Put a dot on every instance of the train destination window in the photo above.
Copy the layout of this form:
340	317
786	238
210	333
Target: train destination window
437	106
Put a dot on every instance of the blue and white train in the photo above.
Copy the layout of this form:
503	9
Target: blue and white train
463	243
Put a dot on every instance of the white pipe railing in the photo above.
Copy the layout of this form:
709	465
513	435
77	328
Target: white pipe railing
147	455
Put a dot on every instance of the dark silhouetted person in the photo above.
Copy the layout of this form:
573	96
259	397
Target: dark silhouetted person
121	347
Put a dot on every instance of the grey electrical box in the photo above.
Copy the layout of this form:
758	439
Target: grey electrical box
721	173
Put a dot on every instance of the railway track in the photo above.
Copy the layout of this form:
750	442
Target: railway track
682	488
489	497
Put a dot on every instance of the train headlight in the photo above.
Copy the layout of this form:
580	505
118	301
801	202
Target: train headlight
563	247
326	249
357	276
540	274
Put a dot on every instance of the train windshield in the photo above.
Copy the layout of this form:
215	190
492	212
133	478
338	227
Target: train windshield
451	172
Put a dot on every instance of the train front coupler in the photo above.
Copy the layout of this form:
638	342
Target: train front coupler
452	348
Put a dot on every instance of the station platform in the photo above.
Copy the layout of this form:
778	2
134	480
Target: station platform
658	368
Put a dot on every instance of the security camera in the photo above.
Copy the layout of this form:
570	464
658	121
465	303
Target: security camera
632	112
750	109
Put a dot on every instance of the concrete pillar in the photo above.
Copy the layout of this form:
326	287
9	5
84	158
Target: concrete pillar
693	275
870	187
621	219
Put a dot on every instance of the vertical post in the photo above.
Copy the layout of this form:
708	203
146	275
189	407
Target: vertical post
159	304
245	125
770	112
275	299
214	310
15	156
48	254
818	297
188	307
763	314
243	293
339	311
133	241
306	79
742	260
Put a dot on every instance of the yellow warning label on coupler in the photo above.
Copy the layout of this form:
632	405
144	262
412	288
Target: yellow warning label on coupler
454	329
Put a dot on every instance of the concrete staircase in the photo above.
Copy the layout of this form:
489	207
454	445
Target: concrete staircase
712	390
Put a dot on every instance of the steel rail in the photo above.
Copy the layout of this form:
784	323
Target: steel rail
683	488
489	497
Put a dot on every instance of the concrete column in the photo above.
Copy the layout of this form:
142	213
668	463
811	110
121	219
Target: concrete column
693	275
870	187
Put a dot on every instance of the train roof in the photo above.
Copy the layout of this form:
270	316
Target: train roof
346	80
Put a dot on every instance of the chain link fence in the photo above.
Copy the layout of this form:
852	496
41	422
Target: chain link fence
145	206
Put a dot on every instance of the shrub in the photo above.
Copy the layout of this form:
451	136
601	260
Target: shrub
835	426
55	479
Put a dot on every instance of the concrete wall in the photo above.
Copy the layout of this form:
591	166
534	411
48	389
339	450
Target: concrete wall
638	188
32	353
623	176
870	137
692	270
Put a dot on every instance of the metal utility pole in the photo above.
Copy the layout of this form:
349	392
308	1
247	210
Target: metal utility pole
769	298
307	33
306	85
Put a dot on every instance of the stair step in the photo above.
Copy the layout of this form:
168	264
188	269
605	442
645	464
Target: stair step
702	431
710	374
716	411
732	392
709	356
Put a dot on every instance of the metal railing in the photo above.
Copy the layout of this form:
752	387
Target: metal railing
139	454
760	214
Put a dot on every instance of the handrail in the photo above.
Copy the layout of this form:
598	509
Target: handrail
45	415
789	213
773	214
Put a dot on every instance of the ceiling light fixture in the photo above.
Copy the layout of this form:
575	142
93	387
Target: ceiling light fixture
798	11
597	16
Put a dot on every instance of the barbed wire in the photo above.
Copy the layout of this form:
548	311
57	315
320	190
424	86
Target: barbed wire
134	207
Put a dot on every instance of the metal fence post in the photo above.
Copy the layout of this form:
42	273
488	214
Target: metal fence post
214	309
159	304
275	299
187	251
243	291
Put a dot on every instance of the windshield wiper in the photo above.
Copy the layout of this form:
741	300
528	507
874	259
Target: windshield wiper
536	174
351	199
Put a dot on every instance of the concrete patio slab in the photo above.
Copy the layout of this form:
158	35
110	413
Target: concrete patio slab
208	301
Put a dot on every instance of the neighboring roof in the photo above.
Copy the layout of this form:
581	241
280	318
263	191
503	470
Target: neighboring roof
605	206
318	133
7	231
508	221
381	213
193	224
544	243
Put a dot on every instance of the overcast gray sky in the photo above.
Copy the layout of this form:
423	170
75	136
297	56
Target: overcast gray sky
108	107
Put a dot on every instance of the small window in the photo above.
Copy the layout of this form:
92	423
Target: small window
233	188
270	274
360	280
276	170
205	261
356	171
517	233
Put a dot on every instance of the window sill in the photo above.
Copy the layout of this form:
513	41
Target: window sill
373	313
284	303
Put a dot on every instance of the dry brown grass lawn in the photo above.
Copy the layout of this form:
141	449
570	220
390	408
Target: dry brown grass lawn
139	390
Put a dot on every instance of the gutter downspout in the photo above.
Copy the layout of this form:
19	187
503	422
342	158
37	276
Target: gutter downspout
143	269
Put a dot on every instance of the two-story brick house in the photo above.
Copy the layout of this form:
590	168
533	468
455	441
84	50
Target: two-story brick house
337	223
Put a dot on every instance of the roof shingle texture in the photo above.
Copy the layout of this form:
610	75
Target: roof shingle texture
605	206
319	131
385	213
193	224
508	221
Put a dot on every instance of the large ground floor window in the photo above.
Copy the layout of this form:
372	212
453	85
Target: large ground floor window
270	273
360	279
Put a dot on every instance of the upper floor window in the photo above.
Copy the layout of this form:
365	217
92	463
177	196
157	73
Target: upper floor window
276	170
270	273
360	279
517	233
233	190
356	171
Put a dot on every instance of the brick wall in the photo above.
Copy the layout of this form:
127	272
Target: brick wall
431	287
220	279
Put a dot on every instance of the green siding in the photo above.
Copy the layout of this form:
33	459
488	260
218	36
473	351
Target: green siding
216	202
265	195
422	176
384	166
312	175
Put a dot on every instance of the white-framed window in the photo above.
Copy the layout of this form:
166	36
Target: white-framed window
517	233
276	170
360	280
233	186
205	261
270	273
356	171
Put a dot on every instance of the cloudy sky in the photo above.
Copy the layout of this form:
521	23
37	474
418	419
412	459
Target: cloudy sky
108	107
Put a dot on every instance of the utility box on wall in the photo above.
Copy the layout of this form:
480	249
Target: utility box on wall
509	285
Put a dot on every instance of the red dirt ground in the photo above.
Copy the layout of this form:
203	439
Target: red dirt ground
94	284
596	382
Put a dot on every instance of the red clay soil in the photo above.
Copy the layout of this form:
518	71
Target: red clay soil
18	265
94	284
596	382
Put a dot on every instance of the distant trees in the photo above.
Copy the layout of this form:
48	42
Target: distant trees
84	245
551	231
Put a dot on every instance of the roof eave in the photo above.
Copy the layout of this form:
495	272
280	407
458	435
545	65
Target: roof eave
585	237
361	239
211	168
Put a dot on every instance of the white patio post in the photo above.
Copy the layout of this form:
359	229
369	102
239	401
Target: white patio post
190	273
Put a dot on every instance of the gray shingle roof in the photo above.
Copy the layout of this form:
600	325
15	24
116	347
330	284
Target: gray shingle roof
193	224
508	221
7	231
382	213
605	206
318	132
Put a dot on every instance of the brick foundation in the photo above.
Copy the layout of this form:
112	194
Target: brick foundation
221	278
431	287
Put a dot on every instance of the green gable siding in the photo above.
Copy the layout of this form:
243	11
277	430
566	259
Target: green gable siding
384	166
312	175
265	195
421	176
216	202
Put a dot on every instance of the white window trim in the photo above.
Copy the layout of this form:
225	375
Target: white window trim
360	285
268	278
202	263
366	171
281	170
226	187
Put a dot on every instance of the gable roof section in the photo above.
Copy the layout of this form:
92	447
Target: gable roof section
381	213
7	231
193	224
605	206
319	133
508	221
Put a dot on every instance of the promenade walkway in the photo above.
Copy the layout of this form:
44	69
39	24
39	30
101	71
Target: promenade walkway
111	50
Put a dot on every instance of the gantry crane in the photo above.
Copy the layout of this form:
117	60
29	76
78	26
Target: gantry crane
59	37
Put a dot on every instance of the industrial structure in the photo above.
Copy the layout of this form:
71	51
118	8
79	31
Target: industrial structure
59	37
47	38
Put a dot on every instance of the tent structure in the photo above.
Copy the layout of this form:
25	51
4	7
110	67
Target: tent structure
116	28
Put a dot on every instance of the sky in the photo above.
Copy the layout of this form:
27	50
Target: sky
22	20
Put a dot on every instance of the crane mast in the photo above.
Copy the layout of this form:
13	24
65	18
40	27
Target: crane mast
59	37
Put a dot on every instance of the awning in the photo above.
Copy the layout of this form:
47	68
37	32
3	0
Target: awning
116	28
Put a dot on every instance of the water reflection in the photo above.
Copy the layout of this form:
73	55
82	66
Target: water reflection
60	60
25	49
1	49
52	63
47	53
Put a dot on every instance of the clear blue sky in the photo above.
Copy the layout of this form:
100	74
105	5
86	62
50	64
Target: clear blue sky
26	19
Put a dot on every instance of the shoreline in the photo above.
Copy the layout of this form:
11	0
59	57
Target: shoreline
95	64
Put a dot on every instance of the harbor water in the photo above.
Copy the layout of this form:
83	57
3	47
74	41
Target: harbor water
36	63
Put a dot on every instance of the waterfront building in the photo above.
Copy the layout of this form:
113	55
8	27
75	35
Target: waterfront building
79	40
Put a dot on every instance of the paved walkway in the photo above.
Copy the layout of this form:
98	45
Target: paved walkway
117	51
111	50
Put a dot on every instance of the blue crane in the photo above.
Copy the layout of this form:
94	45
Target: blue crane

== TO DO ==
Copy exactly the lines above, from the one containing "Put a dot on every instance of the sky" through the very last line.

== ANSWER ==
Put a dot on every instance of the sky in the photo above.
Copy the layout of this form:
27	50
Target: sky
22	20
Put a dot on every instance of the crane mast in the photo above.
Copy the layout of this form:
13	24
65	18
40	27
Target: crane mast
59	37
Put a dot on every instance of the awning in the photo above.
Copy the layout of this form:
47	68
37	32
3	0
Target: awning
116	28
Put a dot on every instance of the water reflection in the photo above.
Copy the layout of this form:
73	55
82	66
Target: water reflection
60	60
25	49
1	49
52	63
47	53
Put a dot on every instance of the clear blue sky in the photo above.
Copy the layout of this form:
100	74
105	5
86	62
50	64
Target: clear blue sky
26	19
Put a dot on every instance of the shoreline in the photo above.
Copy the layout of this form:
11	0
59	57
Target: shoreline
95	64
Put a dot on every instance of the harbor water in the photo above.
Copy the layout of this form:
83	57
3	47
74	41
Target: harbor water
36	63
Put a dot on every instance of the waterfront building in the photo above.
Copy the layout of this form:
113	55
8	27
75	35
Target: waterfront building
79	40
Put a dot on every instance of the paved walkway in the photo above.
Copy the layout of this form:
98	45
Target: paved walkway
117	51
111	50
Put a dot on every instance of the blue crane in the photo above.
Copy the layout of this form:
94	45
Target: blue crane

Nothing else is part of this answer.